What you will do: Copy the records below exactly, omitting any pictures they contain.

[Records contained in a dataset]
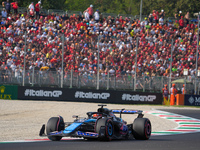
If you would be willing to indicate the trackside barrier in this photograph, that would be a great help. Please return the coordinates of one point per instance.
(8, 92)
(88, 95)
(192, 100)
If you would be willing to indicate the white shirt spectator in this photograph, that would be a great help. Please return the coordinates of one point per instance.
(87, 16)
(31, 6)
(161, 21)
(96, 16)
(4, 14)
(13, 66)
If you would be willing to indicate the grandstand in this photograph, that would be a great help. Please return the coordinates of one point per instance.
(117, 51)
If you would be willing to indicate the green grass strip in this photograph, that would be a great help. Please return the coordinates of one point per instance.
(195, 128)
(179, 118)
(166, 132)
(190, 123)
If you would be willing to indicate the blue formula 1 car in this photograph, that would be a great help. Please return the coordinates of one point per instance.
(102, 125)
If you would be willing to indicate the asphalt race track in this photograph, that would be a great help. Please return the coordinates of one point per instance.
(190, 141)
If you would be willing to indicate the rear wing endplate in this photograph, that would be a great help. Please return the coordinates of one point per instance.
(124, 111)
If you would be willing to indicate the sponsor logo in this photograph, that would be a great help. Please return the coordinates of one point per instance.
(191, 100)
(2, 95)
(194, 101)
(137, 97)
(91, 134)
(90, 95)
(42, 93)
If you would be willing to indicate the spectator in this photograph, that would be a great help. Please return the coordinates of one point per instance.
(183, 89)
(31, 7)
(90, 11)
(181, 23)
(37, 9)
(179, 15)
(96, 15)
(162, 14)
(15, 6)
(7, 6)
(4, 13)
(187, 18)
(161, 21)
(87, 16)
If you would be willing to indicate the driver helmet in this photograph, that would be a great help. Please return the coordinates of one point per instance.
(95, 115)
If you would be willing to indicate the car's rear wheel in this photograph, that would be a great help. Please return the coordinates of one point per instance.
(104, 128)
(55, 124)
(141, 128)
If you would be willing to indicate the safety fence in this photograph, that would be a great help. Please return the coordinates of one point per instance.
(88, 80)
(71, 12)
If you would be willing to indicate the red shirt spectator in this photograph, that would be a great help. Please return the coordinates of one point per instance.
(90, 10)
(181, 22)
(37, 7)
(14, 5)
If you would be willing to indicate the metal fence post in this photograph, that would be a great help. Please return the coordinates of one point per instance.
(135, 77)
(33, 75)
(62, 61)
(170, 76)
(24, 61)
(108, 81)
(98, 67)
(71, 78)
(197, 52)
(144, 83)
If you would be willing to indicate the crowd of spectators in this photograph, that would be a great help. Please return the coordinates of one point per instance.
(117, 43)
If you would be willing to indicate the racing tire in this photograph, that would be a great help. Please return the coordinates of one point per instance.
(105, 129)
(141, 129)
(55, 124)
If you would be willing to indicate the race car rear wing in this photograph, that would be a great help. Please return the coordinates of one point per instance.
(124, 111)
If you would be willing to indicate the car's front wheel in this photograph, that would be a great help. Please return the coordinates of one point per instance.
(141, 128)
(105, 129)
(55, 124)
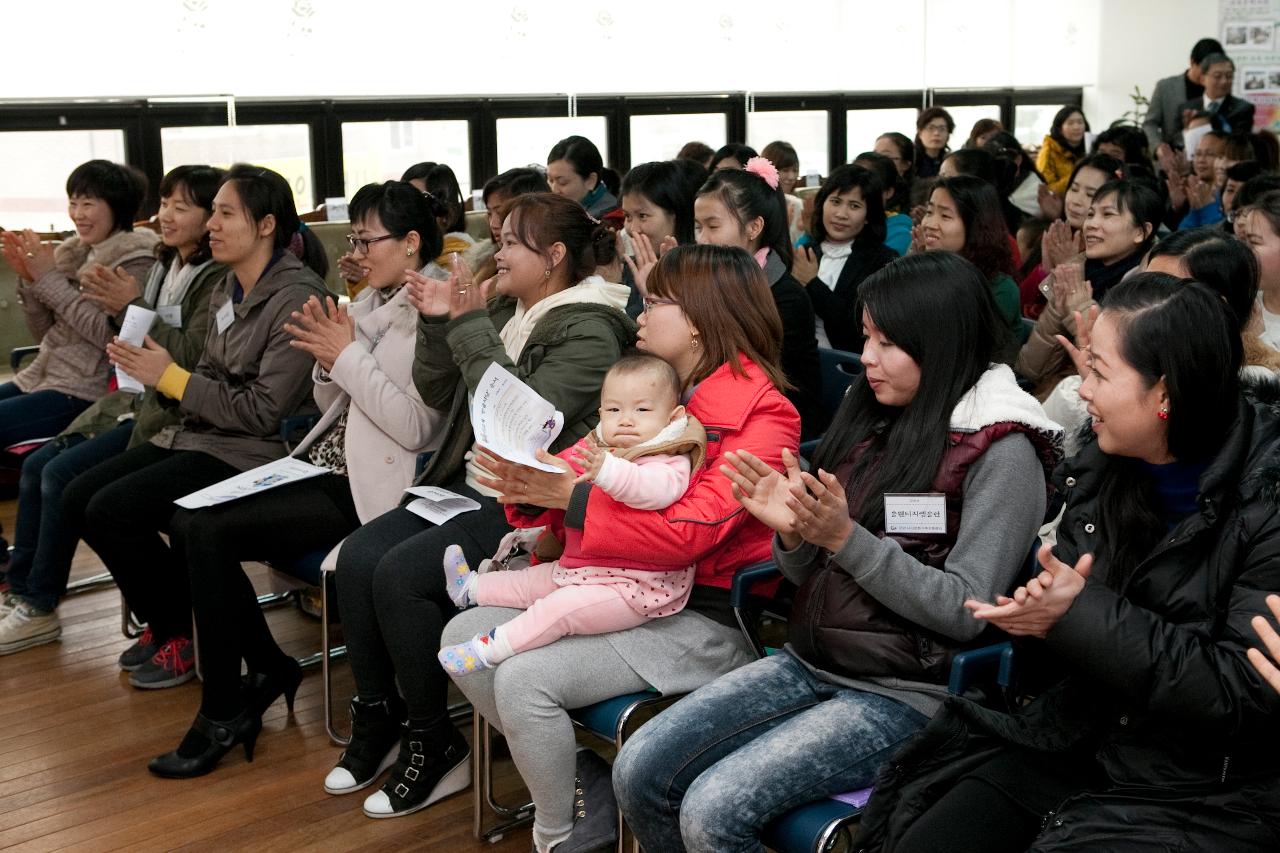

Finished exercise:
If you would be willing to indicate the trackside barrier in this photograph, that would be a great help. Please return the coordinates of one point per instance.
(8, 92)
(88, 95)
(192, 100)
If you would be willing to indicate the white shirt spectator in this photograph, that would be a great help. Please return the coordinates of one point per instance.
(87, 16)
(31, 6)
(161, 21)
(96, 16)
(4, 14)
(13, 66)
If you would be willing to indicate the grandstand in this photograph, that would be a great help. Please return the coordinates of one point per instance.
(117, 51)
If you would be willing to indicate the green grass strip in this photograph, that would be a great help. Please return the coordinates of one point per instance.
(195, 128)
(179, 118)
(166, 132)
(190, 123)
If you would be willing to indicate the blue formula 1 car in this photograph, that would be a great help. Please return the coordinates of one point per instance.
(102, 125)
If you would be willing to indicate the asphalt race track in this photograph, that would be a great help. Please return the coordinates of one point per instance.
(190, 141)
If you would be willing to indicate the rear wing endplate in this photograph, that would be a great help. Please return the coordinates of one point per instance.
(124, 111)
If you would be willing to indicate the sponsor logo in this photograph, that would be a great help. Please return the coordinates of one point per instance.
(191, 100)
(2, 95)
(194, 101)
(137, 97)
(91, 134)
(90, 95)
(42, 93)
If you would be willing to indicate the spectator in this photograph, that would be a great help. Please return the coordinates of one point per instance.
(183, 89)
(31, 7)
(90, 11)
(181, 23)
(37, 9)
(179, 15)
(96, 15)
(162, 14)
(15, 6)
(7, 6)
(4, 13)
(187, 18)
(161, 21)
(87, 16)
If you would be willing to indicate the driver helmet in this photograph, that would be a great help. Please return the coordinates of one point per instance.
(95, 115)
If you would be willing to indicate the car's rear wheel in this photograph, that would be a great help. Please return the coordinates of one point per instance.
(104, 128)
(55, 124)
(141, 128)
If you would be willing to indicate the safety fence in this photograph, that would be a great help. Please return the coordinates of one point per instance.
(88, 80)
(71, 12)
If you would be willing to indicate the red shirt spectator in this photograph, that would be a great help. Please return the coordinates of one point per instance.
(90, 10)
(181, 22)
(37, 7)
(14, 5)
If you would be willing to indicate the metal fence post in this photograph, that would be a great help. Please return the coordinates of one point per instance.
(135, 77)
(33, 75)
(62, 61)
(170, 76)
(24, 61)
(108, 81)
(98, 67)
(71, 78)
(197, 52)
(144, 83)
If you would be willing to indicate the crowd of spectators in this photograph, that would be a great help. Please return the coordinates of one point per instance.
(117, 43)
If you would be willing to indicate the racing tire in this photograph, that would be a great help. Please return the coordinates of one point per instance.
(105, 129)
(141, 129)
(55, 124)
If you would be willing to indicate the race car rear wing in this photograph, that would be a great help. Please return the coordinates of one point per instance.
(124, 111)
If you would be willing to indicate the car's front wheel in this photograph, that would be a great help. Please return the coordinates of one point per instance.
(141, 128)
(105, 129)
(55, 124)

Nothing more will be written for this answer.